» Aim of the task
Below is a listing; copy all of it exactly.

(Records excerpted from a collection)
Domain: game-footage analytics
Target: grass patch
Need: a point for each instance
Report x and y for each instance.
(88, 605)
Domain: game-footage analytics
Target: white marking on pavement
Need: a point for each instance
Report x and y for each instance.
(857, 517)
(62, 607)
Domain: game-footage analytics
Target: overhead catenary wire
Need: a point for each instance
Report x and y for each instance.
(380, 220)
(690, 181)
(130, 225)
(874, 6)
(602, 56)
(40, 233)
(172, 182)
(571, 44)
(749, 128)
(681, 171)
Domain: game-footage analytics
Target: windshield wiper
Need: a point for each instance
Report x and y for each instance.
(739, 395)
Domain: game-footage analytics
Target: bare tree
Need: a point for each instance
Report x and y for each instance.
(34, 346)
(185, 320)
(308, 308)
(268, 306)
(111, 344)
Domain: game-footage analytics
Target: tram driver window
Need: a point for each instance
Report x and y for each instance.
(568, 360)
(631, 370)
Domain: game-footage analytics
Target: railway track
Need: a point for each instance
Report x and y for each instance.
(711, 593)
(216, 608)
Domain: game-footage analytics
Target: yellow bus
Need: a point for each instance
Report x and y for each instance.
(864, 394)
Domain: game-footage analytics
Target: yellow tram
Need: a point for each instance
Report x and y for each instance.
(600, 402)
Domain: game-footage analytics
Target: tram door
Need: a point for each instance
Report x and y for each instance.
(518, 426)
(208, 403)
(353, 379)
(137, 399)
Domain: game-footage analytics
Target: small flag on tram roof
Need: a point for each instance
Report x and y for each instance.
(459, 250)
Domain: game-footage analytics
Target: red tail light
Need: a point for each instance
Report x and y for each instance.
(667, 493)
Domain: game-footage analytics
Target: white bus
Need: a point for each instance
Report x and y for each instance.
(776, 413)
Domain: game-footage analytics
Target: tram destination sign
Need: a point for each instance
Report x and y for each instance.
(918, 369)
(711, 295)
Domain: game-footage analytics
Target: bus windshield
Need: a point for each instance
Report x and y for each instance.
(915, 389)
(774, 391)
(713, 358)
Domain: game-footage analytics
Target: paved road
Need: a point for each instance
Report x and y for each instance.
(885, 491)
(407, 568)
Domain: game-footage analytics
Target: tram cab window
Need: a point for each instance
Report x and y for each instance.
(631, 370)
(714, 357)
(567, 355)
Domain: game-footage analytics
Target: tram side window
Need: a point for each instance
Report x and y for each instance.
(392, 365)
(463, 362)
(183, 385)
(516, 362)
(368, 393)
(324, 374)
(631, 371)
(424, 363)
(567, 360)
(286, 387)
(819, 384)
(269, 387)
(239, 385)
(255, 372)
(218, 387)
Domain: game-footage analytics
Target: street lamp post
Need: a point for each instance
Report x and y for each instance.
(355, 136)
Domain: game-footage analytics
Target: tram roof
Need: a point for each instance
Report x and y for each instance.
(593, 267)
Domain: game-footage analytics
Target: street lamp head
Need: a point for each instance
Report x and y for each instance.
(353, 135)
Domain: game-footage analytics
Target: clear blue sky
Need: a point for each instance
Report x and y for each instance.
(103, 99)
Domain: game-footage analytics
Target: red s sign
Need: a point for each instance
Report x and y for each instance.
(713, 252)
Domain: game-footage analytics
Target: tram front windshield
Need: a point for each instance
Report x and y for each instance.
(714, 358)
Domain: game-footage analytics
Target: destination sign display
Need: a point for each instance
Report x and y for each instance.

» Output
Domain: game-footage analytics
Target: grass patch
Need: a point for each instance
Report x and y for each instance.
(88, 605)
Domain: game-footage analytics
Target: white marking on pavement
Need: a point for each instance
Report x and y for each instance.
(857, 517)
(62, 607)
Domain: game-footage analytics
Target: overhead catenary wire
Need: a point for each instance
Report x and y for each instance.
(380, 220)
(690, 181)
(130, 225)
(874, 6)
(602, 56)
(40, 233)
(172, 182)
(571, 44)
(749, 128)
(681, 171)
Domain: game-footage analytics
Target: windshield wiper
Need: a point for each instance
Report x and y for each instance.
(739, 395)
Domain: game-footage analytics
Target: bare tree
Need: a point for each instance
Report x and y for each instance.
(34, 346)
(185, 320)
(308, 308)
(268, 306)
(111, 344)
Domain: game-footage analytics
Target: tram driver window
Need: a point for each instance
Report x and y for each instance.
(568, 360)
(631, 370)
Domain: game-footage analytics
Target: railway track
Need: a point for each instance
Report x and y for each instance.
(711, 593)
(216, 608)
Domain: game-footage analytics
Target: yellow bus
Need: a point for each instance
Report x and y for each instance.
(864, 394)
Domain: game-footage analytics
Target: yellow tram
Need: a point for each instance
Report x and y for each instance.
(600, 402)
Domain: game-footage analytics
Target: tram door
Need: a point for each instance
Report x and y for each instance.
(518, 426)
(208, 403)
(353, 379)
(137, 399)
Domain: game-footage analytics
Target: small flag on tram roof
Need: a point for each instance
Report x and y for each instance.
(459, 250)
Domain: game-footage analytics
Target: red tail light
Need: a point for each instance
Report x and y for each instance.
(667, 493)
Domain: game-footage analytics
Target: white bus
Need: a point for each instance
Report x and y for each instance.
(776, 413)
Domain: game-footage analytics
Target: tram destination sign
Need: a point for each instance
Report x and y for each instance.
(918, 369)
(711, 295)
Domain: game-footage analytics
Target: bus windshield
Need: a point for each instance
Report x and y for each instance.
(915, 389)
(774, 391)
(713, 358)
Domain: game-footage analytics
Target: paved road
Need: a point for each instance
Report x and y for each instance.
(885, 491)
(407, 568)
Domain: game-footage analytics
Target: tram cab window
Need: a point for each instance
Report x and y for each instance.
(631, 370)
(714, 357)
(567, 355)
Domain: game-footage analytics
Target: tram side window
Need: a point for each instance
Report x and y for each instance.
(392, 365)
(463, 362)
(183, 385)
(516, 362)
(368, 393)
(324, 374)
(631, 371)
(424, 363)
(567, 360)
(286, 387)
(819, 384)
(269, 387)
(239, 385)
(255, 372)
(218, 387)
Domain: game-footage analytics
Target: street lamp post
Need: a point for each instance
Report x and y for each instance.
(355, 136)
Domain: game-footage analytics
Target: tram roof
Need: a point for each instance
Report x and y for each instance.
(593, 267)
Domain: game-footage analytics
Target: street lamp head
Need: a point for each instance
Report x and y for each instance.
(353, 135)
Domain: game-footage analytics
Target: clear blue sky
Need: a point for each instance
Report x and y for each instance.
(103, 99)
Domain: game-footage analytics
Target: red s sign
Need: a point for each instance
Report x and y for each instance.
(713, 252)
Domain: game-footage analytics
Target: tram front windshield
Need: a point for each instance
Report x and y for each instance.
(714, 358)
Domain: game-footage analytics
Target: destination sign display
Need: a point for each instance
Report x and y for each instance.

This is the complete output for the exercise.